_Supplied passage_:
= = = = =

Will I continue the streak? Maybe. It's not the worst habit to have. Try it yourself... maybe a month or two to start.
There was a report on the news tonight about how about 3 out of 4 charities are struggling this year, both in the amount of incoming donations and the demand for their services. This is hardly surprising when unemployment is around 7%, and worse regionally. It's 11% here in the Orlando area, and it peaked in May at 21%. It's not a good scene.
It's already been an unusual year for giving for me, because while I typically have some pet cause, I've found myself giving to civil rights organizations and professional associations, in addition to the usual non-profits. I really prefer giving to local organizations when possible, because it's easier to see the results, to help your community directly. I'm going to make some suggestions here, but I do think the closer to home, the better.
Feeding America has been on TV a lot in the last few months, because coupled with unemployment, uncertainty and the side effects of remote learning, a lot of families are having to choose between food and other bills. Of all the world's challenges, I still have a hard time believing that anyone can go hungry. This particular org has an incredible network and appears to be rated highly for transparency. The cool thing about their web site is that you can find local food banks and donate to them directly or get volunteering information. This might yield even better results, because in my case, the local charity is getting matching gifts from a car dealer, so it's like donating double!
Coats For Kids (Cleveland) has been around forever, and the local radio and TV stations were always a part of their fundraising drives. It came to mind today as the North Coast is facing its first big snow storm of the year. It's an example of the very local kind of group where you can see direct impact. I saw it in action first hand when I went to Cleveland schools, when certain classmates received new coats.
Give Kids The World Village is closed, since putting the families of children with life-threatening illness together in a pandemic is obviously not workable. They had to let go of most of their staff as well. Eventually, the village will have to rehire its entire staff, work to engage and schedule volunteers and get back to something resembling a routine. I realize that this isn't an urgent need, but I do think it's an important cause, as it always has been to the amusement industry. They have served families from every state, and probably in your community.

= = = = =

_Data to examine_:
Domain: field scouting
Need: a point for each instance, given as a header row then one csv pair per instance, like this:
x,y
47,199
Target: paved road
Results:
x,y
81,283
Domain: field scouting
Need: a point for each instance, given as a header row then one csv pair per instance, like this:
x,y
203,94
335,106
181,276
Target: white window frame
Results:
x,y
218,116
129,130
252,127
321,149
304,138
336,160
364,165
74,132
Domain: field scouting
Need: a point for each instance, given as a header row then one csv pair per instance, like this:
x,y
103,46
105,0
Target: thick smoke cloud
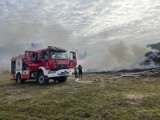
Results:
x,y
115,55
96,27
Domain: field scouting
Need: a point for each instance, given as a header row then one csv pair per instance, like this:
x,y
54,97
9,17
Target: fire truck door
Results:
x,y
29,55
19,66
73,60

= = = = =

Pick up the post on giving to charities in a hard year and continue it from the end of its last paragraph.

_Reply to the exercise_:
I think it's worth giving to the ACLU this year, because we've seen the unfortunate weaponization of our very form of government to make sure that we are not, in fact, all equal under the law. We have an outgoing president who has pissed on the foundations of free speech and tried to use the courts as a means to enforce executive action that contradicts the law. This kind of thing goes unchecked if an organization like the ACLU isn't there to challenge it in the courts. Related, it's still a good idea to donate to organizations like vote.org and others that battle voter suppression, which will not stop just because another presidential election is behind us.
And finally, I've given to the Actor's Fund this year because extended members or our social circles currently have no industry to work for. This includes performers and technicians here in our area. It's not just limited to Broadway, because the tours are idle and regional facilities aren't operating either. The arts are too important to ignore the people who normally bring us the joy of live performance, from on and off stage.
These are just suggestions, of course. I think the main point is that a lot of people need help in many different ways, and if you can help, I hope you will. If you can't help financially, maybe there are ways that you can lend your talents to help in another way, as safely as possible in the pandemic.